[Contour labeling items]
Begin
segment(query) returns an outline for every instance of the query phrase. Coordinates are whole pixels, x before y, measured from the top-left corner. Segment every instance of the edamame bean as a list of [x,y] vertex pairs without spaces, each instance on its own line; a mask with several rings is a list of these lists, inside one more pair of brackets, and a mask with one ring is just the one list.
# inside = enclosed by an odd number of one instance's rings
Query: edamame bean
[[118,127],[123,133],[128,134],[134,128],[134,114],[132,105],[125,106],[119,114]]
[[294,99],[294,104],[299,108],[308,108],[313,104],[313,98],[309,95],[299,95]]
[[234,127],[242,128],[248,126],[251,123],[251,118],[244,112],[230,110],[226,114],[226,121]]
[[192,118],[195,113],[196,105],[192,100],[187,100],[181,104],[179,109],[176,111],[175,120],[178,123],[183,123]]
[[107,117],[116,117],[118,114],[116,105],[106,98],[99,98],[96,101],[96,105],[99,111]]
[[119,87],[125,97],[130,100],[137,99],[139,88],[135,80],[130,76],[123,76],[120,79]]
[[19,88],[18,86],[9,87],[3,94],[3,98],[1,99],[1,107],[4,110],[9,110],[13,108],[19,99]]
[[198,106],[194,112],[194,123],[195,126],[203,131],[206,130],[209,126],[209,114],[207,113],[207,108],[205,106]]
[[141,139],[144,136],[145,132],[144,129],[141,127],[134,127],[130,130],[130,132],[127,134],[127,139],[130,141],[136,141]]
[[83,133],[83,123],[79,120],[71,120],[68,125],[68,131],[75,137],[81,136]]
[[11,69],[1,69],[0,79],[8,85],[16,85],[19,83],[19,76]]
End
- What this task involves
Rewrite all of the records above, replacing every "edamame bean" with "soybean pod" and keeping everything else the same.

- Written solution
segment(query) returns an outline for every instance of the query phrase. Coordinates are whole pixels, x before y, measured from the top-left corner. Segment every instance of the soybean pod as a list of [x,y] vertex pairs without spaces, each instance on its own line; a mask with several rings is a list of these lists, inside one more pair of brackets, and a mask with one ring is just the one list.
# inside = enclosed by an odd number of one instance's rings
Query: soybean pod
[[118,127],[123,133],[128,134],[134,128],[134,114],[132,105],[125,106],[119,114]]
[[294,99],[294,104],[299,108],[308,108],[313,104],[313,98],[309,95],[299,95]]
[[234,127],[242,128],[248,126],[251,123],[251,118],[244,112],[230,110],[226,114],[226,121]]
[[192,118],[195,113],[196,105],[192,100],[187,100],[181,104],[179,109],[176,111],[175,120],[178,123],[183,123]]
[[107,117],[116,117],[118,114],[116,105],[106,98],[99,98],[96,101],[96,105],[99,111]]
[[119,87],[125,97],[130,100],[137,99],[139,88],[135,80],[130,76],[123,76],[120,79]]
[[19,88],[18,86],[9,87],[3,94],[3,98],[1,99],[1,107],[4,110],[9,110],[13,108],[19,99]]
[[198,106],[194,112],[194,123],[195,126],[203,131],[206,130],[209,126],[209,114],[207,113],[207,108],[205,106]]
[[141,139],[144,136],[145,132],[144,129],[141,127],[134,127],[130,130],[130,132],[127,134],[127,139],[130,141],[136,141]]
[[83,133],[83,123],[79,120],[71,120],[68,125],[68,131],[75,137],[81,136]]
[[11,69],[1,69],[0,79],[8,85],[16,85],[19,83],[19,76]]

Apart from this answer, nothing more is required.